[Excerpt to read — start]

Okay... so, I kinda blew it today.  Basically, I dipped into my weekly points but oh well.  The weekends are kinda hard on me.  Anyways... I felt pressured to eat an ice cream cone and it costed me 8 points...  Due to a family get together this afternoon we had to eat Fresh Choice for dinner.   I had a salad with Fat Free Dressing and the other stuff.  Weekends tend to be hard because of the eating out thing.  I know, I need to add more fruits and Veggies to my diet too.   I'll be better the rest of the week:

Sunday, September 07, 2008Morning 
1  serving Light Butter - Food I created 1 
1  serving Coach's Oats 3 
1/4 cup raisins 2 
1  Tbsp unpacked brown sugar 1 
Subtotal 7 
Midday 
Lean Cuisine Pizza - Quick-added food 7 
1  item Chocolate 1 
1  oz Pepper Jack 3 
Subtotal 11 
Evening 
Chinese Chicken Salad - Quick-added food 1 
Pho Noodle Bowl - Quick-added food 2 
Harvest Bread - Quick-added food 1.5 
2  Tbsp homemade hummus 1.5 
6  items tortilla chips 1.5 
Subtotal 7.5 
Anytime 
1  serving Ice Cream Cone 8 
Subtotal 8 
Food POINTS values total used 33.5 
Food POINTS values remaining 0


----------



## lprstn (Sep 7, 2008)

I am back baby!!!! Yessiree !!!  My gym is back up and running/ vacations are over until 11/22 so I have gotten back in the saddle after I saw how much weight I gained when I took my Hawaii pics...  Been working out for about 10 days now ( only 5 time and now am on 2nd week just finished).

I lost 1.2 lbs the first week.  I just have to work on being consistent.  I hope to lose about 10lbs by the time I go cruising this Thanksgiving.  The tricky part will be keeping it off.


----------



## SDKath (Sep 8, 2008)

[Excerpt to read — finish]

Please extend the weight-loss forum thread with the part that comes next. The lines that come next play no part here.

[Given records — start]

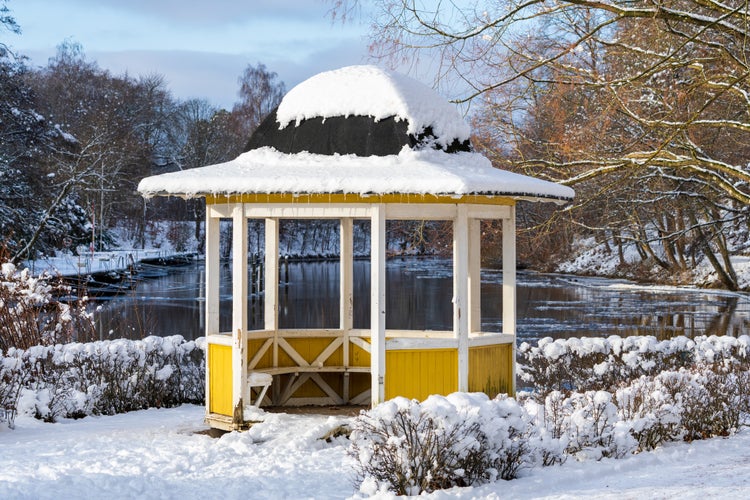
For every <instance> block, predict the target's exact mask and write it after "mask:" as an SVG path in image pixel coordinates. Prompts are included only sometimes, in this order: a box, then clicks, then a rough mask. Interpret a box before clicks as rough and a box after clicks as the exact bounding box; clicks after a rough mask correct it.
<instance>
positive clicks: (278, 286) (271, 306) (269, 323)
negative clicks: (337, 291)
mask: <svg viewBox="0 0 750 500" xmlns="http://www.w3.org/2000/svg"><path fill="white" fill-rule="evenodd" d="M265 267H266V269H265V271H264V272H265V280H264V283H265V289H264V298H265V306H264V311H263V328H264V329H265V330H268V331H276V330H278V323H279V219H266V261H265ZM274 366H276V365H275V364H274Z"/></svg>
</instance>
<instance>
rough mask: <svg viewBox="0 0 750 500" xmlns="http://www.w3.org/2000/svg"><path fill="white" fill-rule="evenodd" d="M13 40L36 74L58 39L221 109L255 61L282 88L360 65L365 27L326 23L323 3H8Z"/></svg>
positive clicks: (235, 97) (142, 2) (69, 2)
mask: <svg viewBox="0 0 750 500" xmlns="http://www.w3.org/2000/svg"><path fill="white" fill-rule="evenodd" d="M7 6H8V8H9V9H10V10H11V15H13V16H14V17H15V19H16V21H17V22H18V24H19V25H20V26H21V30H22V33H21V35H14V34H11V33H8V32H5V33H4V34H3V35H2V37H3V41H5V42H6V43H7V45H9V46H10V47H12V48H13V49H14V50H15V51H16V52H18V53H20V54H23V55H26V56H28V57H29V58H30V59H31V64H32V65H34V66H43V65H45V64H46V63H47V60H48V59H49V58H50V57H52V56H54V54H55V52H56V47H57V46H58V45H59V44H60V43H61V42H63V41H64V40H66V39H70V40H73V41H75V42H78V43H80V44H81V45H82V46H83V49H84V51H85V53H86V56H87V58H88V59H89V60H94V61H96V62H98V64H99V66H100V67H102V68H106V69H108V70H110V71H111V72H112V73H114V74H122V73H125V72H126V71H127V72H128V73H129V74H131V75H134V76H135V75H145V74H151V73H159V74H161V75H164V77H165V78H166V80H167V85H168V87H169V88H170V90H171V91H172V92H173V94H174V95H175V97H177V98H180V99H187V98H191V97H204V98H207V99H208V100H209V101H210V102H211V103H212V104H214V105H217V106H222V107H226V108H231V106H232V104H233V103H234V102H235V101H236V100H237V90H238V88H239V85H238V83H237V79H238V78H239V76H240V74H241V73H242V71H243V70H244V68H245V67H246V66H247V65H248V64H253V65H255V64H257V63H258V62H262V63H263V64H265V65H266V67H267V68H268V69H269V70H271V71H275V72H276V73H278V75H279V77H280V79H281V80H282V81H284V83H285V84H286V85H287V89H289V88H291V87H293V86H294V85H296V84H297V83H299V82H300V81H302V80H304V79H306V78H308V77H310V76H312V75H314V74H316V73H319V72H320V71H325V70H328V69H334V68H338V67H341V66H346V65H349V64H361V63H366V62H368V57H367V43H368V42H367V40H366V32H367V26H366V24H365V23H363V22H359V21H357V20H355V21H353V22H349V23H346V24H341V23H333V22H332V21H331V19H330V17H329V16H328V15H327V14H328V10H329V9H330V3H329V2H326V1H324V0H276V1H274V0H210V1H206V0H202V1H197V0H65V1H61V0H10V1H9V2H8V3H7Z"/></svg>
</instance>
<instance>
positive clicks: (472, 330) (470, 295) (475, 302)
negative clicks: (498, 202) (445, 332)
mask: <svg viewBox="0 0 750 500" xmlns="http://www.w3.org/2000/svg"><path fill="white" fill-rule="evenodd" d="M481 248H482V231H481V221H480V220H479V219H469V333H474V332H480V331H482V293H481V286H480V284H481V270H482V264H481V260H482V251H481Z"/></svg>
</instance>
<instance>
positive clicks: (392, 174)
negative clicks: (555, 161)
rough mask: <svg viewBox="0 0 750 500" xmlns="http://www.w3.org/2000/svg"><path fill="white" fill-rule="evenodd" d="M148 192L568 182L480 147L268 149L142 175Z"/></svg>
mask: <svg viewBox="0 0 750 500" xmlns="http://www.w3.org/2000/svg"><path fill="white" fill-rule="evenodd" d="M138 191H139V192H140V193H141V194H142V195H144V196H146V197H149V196H164V195H167V196H168V195H175V196H183V197H200V196H207V195H225V194H226V195H232V194H235V195H236V194H273V193H296V194H337V193H345V194H360V195H368V194H369V195H380V194H397V193H404V194H416V195H419V194H424V195H437V196H467V195H483V196H507V197H512V198H517V199H518V198H534V199H540V200H541V199H548V200H561V201H570V200H572V199H573V197H574V196H575V192H574V191H573V189H571V188H569V187H567V186H562V185H560V184H556V183H553V182H549V181H545V180H541V179H537V178H533V177H528V176H525V175H521V174H516V173H512V172H508V171H504V170H500V169H497V168H494V167H493V166H492V165H491V163H490V162H489V160H488V159H487V158H485V157H484V156H482V155H480V154H478V153H451V154H448V153H444V152H442V151H434V150H429V151H412V150H409V149H408V148H404V150H402V152H401V153H400V154H399V155H390V156H384V157H357V156H354V155H343V156H342V155H333V156H328V155H313V154H309V153H297V154H284V153H279V152H278V151H276V150H274V149H272V148H260V149H256V150H251V151H248V152H247V153H243V154H242V155H240V156H239V157H238V158H236V159H235V160H232V161H230V162H226V163H221V164H217V165H210V166H207V167H200V168H195V169H189V170H184V171H180V172H172V173H167V174H161V175H157V176H151V177H147V178H145V179H142V180H141V182H140V183H139V185H138Z"/></svg>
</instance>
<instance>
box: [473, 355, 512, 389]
mask: <svg viewBox="0 0 750 500" xmlns="http://www.w3.org/2000/svg"><path fill="white" fill-rule="evenodd" d="M512 391H513V344H499V345H488V346H482V347H470V348H469V392H484V393H485V394H487V395H488V396H489V397H491V398H494V397H495V396H497V395H498V394H511V393H512ZM511 395H512V394H511Z"/></svg>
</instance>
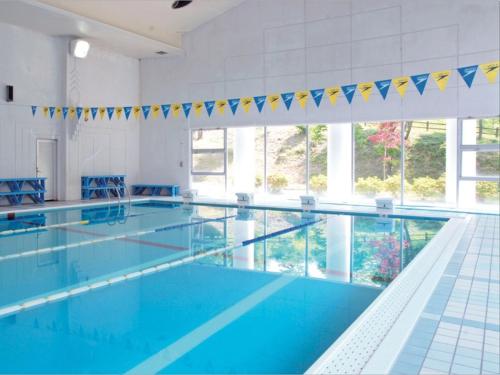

[Given records — finish]

Answer to the problem ▸
Ciscogizmo:  I can't do Fresh Choice or just about ANY restaurant when I am dieting.  I have NO self control.  I just ADORE that ranch dressing.

What is it that they say -- give a man a burger and he is happy.  Give a girl Ranch dressing and she is in heaven.  SIGH.

I just discovered a new HD channel that is all music (MHD) tonight and it was playing Duran Duran in concert at Wembly so I turned up the music and danced for 45 minutes.   :rofl:   Does this show my age?  Anyway, I am sweaty and need to shower...

K


----------



## lprstn (Sep 8, 2008)

Ok, I exercised today...now if I can just get control of my eating and stay away from those goodies at work!


----------



## ciscogizmo1 (Sep 8, 2008)

SDKath said:


> Ciscogizmo:  I can't do Fresh Choice or just about ANY restaurant when I am dieting.  I have NO self control.  I just ADORE that ranch dressing.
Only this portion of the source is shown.